----- Source data -----
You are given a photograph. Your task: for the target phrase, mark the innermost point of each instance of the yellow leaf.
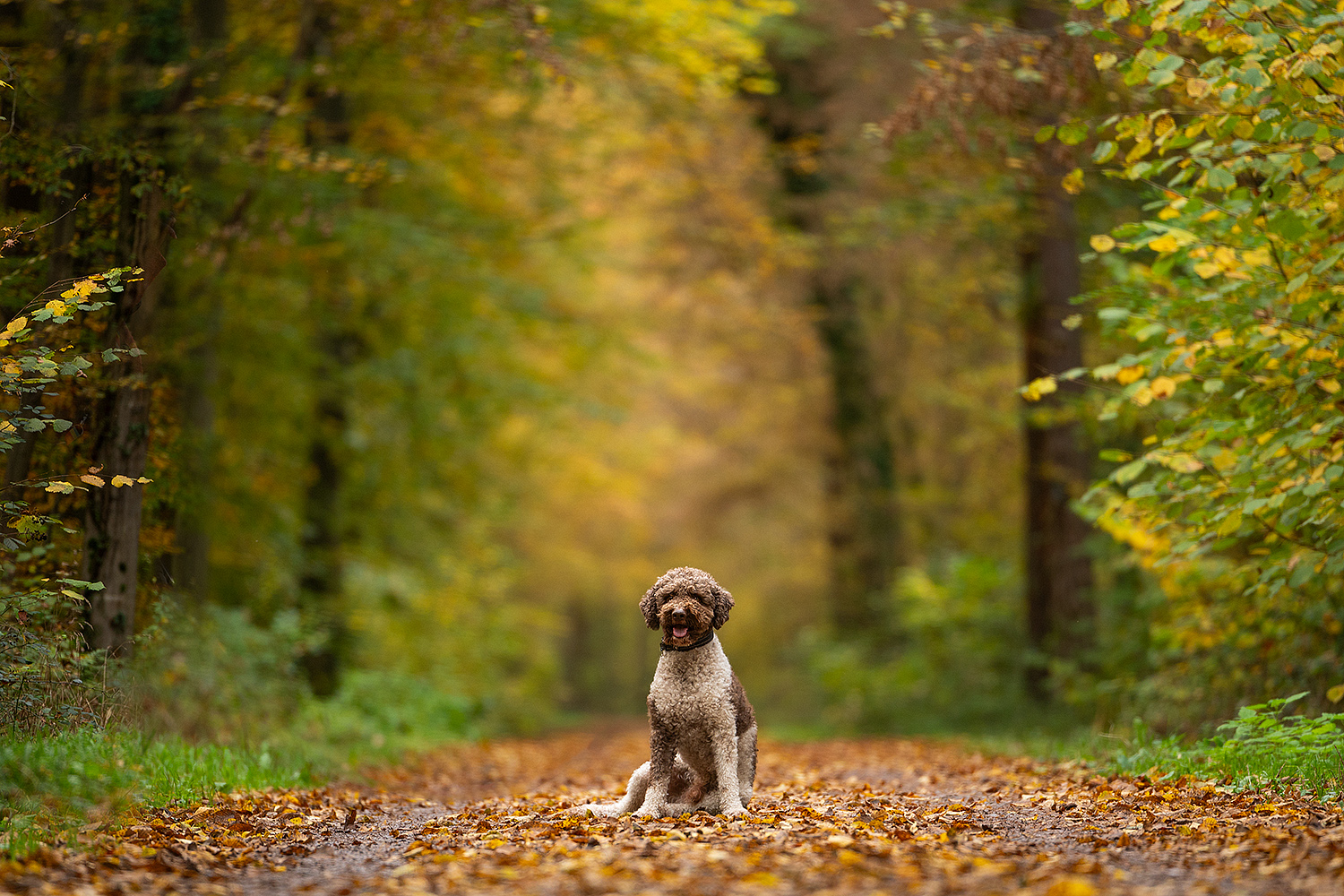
(1072, 887)
(1140, 150)
(1163, 387)
(1035, 390)
(1128, 375)
(1255, 257)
-----
» Work to be completed
Pull out every line above that contains the string "leaf", and leave out all the others.

» Solved exercise
You are given a photograph. Your task: for the target phrase, mark the innermost point of each instance of the yellow leaf.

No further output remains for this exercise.